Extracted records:
------------------------------------------------------------
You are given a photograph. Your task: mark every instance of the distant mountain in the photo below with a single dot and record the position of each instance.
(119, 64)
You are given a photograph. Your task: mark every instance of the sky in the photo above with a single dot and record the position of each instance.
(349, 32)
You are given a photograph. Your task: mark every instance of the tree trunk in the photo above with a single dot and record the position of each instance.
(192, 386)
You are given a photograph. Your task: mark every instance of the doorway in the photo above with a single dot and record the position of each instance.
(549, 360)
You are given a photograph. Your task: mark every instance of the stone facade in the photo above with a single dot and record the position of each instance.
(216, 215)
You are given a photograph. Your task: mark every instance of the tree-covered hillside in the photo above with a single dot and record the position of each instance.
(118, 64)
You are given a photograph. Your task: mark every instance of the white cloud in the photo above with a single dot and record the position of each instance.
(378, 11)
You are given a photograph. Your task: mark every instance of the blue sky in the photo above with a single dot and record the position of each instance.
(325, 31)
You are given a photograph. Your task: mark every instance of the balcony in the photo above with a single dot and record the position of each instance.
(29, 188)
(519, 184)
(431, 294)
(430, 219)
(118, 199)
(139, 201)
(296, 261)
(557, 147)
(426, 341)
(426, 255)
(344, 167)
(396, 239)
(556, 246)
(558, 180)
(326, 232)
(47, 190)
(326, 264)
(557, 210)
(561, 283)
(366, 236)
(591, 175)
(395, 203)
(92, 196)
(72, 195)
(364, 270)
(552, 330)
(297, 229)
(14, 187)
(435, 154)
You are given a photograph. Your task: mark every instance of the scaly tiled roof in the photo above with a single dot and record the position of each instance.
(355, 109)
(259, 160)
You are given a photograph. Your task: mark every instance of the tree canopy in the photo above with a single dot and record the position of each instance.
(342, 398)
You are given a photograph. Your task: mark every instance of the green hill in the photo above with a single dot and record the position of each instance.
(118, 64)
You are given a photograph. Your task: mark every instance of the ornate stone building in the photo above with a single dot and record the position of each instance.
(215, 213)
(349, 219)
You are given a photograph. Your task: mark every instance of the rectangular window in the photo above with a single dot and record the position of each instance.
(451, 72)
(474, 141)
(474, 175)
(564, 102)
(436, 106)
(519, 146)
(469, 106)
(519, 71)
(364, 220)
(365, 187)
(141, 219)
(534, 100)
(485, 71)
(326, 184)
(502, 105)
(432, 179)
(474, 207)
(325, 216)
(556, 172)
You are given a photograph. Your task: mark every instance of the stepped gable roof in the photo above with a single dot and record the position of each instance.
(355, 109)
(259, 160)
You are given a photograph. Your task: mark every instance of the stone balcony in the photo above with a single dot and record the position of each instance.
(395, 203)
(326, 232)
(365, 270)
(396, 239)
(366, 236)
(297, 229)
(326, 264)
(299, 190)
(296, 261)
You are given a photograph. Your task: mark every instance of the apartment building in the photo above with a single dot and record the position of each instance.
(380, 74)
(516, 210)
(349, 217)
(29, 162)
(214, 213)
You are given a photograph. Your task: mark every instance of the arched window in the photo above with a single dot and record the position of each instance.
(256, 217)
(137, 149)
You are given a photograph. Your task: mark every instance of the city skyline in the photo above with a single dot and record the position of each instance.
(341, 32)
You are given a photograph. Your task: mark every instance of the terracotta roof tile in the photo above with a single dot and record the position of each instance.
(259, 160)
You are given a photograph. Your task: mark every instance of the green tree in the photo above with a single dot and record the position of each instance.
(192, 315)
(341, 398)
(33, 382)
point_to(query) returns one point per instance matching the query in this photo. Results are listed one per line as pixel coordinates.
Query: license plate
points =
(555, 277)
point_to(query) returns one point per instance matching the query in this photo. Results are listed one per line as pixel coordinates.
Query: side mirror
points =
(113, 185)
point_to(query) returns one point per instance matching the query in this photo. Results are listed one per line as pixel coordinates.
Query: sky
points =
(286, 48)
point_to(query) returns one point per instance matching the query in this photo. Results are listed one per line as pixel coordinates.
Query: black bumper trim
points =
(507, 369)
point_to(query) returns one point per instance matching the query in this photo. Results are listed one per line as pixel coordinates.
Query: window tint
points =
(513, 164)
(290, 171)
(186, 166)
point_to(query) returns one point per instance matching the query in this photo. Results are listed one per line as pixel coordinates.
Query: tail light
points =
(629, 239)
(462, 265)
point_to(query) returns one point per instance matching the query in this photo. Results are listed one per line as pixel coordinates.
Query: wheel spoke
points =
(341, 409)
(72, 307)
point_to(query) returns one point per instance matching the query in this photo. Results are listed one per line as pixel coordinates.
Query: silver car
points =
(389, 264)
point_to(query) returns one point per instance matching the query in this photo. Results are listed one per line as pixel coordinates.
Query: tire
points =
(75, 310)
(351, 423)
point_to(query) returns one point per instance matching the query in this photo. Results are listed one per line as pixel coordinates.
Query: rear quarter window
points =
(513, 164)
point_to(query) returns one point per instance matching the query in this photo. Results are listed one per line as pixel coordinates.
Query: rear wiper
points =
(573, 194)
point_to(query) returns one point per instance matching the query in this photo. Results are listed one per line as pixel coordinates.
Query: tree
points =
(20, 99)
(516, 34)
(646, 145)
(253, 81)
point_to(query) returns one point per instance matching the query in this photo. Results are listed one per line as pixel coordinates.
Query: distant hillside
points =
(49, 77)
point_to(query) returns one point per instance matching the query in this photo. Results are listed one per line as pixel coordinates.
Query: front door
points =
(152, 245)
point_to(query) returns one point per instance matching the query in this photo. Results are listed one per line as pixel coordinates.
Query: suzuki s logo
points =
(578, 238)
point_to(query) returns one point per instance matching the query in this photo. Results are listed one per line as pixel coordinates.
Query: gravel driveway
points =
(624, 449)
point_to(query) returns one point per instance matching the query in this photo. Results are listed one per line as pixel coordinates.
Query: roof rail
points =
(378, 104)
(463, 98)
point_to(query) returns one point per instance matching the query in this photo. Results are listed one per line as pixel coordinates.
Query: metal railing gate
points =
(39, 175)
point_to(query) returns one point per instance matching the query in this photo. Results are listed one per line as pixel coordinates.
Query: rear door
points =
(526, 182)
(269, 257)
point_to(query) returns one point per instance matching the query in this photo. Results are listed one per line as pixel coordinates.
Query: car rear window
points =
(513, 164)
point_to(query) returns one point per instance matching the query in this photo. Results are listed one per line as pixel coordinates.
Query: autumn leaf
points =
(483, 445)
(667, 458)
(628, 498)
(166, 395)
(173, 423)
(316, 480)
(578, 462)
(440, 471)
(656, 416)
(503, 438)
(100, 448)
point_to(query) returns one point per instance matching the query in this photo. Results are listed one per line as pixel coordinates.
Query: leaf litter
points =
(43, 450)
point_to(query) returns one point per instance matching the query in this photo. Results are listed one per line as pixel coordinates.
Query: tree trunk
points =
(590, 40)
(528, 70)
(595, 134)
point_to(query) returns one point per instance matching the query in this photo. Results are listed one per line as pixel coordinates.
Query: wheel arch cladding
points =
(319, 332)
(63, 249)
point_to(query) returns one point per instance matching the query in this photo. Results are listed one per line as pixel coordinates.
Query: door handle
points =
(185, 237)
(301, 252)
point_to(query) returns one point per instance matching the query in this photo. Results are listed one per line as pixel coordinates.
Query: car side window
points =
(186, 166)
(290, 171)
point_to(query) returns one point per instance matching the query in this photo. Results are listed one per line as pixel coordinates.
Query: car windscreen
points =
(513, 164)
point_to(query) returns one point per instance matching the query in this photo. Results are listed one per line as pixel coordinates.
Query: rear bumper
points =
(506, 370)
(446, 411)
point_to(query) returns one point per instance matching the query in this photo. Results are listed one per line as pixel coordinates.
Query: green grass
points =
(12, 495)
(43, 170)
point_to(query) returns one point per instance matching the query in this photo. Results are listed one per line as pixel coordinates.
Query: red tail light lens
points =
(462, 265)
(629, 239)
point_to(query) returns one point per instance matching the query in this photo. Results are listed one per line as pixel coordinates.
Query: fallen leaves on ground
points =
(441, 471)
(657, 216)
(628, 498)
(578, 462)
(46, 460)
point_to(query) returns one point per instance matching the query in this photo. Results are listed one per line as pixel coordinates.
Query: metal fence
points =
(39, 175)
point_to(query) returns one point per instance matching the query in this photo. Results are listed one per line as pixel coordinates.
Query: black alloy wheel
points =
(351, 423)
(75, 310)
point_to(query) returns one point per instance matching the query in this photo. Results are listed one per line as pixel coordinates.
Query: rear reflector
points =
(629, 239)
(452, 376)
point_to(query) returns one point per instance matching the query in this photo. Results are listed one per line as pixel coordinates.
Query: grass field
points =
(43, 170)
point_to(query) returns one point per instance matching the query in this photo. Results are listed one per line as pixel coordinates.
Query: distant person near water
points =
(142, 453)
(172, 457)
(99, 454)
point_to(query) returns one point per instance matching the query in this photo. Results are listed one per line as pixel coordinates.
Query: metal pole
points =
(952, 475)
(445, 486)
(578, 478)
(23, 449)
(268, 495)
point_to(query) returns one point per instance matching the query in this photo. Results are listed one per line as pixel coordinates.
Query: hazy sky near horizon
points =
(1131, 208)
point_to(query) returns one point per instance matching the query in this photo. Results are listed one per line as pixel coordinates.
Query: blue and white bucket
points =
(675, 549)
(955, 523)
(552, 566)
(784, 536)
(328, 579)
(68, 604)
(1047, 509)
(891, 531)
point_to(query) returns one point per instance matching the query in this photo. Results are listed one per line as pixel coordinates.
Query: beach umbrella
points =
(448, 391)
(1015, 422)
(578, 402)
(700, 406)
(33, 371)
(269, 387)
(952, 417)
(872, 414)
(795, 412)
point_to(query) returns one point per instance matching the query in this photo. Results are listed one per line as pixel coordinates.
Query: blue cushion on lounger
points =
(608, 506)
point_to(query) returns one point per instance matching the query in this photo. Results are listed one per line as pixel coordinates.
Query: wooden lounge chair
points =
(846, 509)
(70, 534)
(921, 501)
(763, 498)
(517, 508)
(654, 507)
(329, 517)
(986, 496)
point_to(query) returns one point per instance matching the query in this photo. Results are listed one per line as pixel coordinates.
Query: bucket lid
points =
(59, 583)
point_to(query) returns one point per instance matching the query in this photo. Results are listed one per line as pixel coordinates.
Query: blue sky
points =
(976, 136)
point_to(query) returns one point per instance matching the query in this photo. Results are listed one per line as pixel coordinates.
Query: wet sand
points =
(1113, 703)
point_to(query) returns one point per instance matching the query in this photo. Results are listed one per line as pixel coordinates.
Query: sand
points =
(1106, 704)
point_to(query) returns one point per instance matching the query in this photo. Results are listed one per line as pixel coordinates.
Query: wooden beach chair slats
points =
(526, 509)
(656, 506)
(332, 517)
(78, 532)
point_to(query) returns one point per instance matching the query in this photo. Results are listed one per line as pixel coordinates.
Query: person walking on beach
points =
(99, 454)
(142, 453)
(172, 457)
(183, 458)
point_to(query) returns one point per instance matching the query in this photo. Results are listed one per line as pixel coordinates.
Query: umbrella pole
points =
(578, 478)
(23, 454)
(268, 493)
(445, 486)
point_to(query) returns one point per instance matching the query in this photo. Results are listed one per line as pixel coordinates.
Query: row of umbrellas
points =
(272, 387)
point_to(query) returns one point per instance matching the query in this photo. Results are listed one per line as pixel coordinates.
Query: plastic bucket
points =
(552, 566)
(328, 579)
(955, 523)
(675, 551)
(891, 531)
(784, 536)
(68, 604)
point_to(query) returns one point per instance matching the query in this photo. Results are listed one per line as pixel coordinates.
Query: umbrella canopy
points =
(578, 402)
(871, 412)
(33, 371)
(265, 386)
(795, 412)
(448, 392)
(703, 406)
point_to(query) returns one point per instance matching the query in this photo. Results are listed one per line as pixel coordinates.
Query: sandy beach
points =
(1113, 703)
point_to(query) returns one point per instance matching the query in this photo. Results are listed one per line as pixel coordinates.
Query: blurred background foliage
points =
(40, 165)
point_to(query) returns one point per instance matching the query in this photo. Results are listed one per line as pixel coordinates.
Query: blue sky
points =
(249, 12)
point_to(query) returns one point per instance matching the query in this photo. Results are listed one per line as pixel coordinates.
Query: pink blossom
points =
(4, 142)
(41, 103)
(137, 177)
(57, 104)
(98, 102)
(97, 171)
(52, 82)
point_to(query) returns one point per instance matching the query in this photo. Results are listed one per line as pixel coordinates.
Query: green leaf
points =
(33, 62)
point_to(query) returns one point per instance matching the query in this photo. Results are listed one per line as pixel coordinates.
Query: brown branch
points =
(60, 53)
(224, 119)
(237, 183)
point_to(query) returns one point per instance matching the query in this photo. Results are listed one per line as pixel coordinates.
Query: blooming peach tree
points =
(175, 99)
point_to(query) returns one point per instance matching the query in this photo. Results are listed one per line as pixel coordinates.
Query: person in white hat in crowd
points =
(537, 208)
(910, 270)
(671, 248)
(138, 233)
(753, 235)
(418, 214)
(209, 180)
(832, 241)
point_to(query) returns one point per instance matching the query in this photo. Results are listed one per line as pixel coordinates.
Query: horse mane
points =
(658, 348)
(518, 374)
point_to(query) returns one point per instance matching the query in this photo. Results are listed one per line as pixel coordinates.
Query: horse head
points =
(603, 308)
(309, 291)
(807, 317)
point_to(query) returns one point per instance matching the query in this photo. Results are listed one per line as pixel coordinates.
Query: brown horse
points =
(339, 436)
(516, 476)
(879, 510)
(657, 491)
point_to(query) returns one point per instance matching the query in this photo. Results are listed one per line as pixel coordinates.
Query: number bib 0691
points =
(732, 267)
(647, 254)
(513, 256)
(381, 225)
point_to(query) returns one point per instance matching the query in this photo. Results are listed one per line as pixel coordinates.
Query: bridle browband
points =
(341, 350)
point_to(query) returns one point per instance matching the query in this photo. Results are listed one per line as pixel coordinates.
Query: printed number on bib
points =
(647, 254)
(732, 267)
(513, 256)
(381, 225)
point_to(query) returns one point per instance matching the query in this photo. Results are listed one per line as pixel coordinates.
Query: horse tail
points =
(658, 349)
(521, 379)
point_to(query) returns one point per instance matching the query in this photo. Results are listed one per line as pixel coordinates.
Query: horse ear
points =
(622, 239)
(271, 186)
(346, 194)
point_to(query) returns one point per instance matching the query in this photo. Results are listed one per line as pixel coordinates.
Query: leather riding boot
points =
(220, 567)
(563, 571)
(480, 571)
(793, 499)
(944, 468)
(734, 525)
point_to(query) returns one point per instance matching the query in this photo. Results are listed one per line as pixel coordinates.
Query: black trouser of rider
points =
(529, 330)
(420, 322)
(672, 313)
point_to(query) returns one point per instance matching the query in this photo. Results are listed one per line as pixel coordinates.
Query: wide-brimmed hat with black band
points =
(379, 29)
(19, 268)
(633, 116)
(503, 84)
------------------------------------------------------------
Problem to solve: All lines above containing the string "bumper" are to be collected.

Written answer:
Query: black bumper trim
Query: rear bumper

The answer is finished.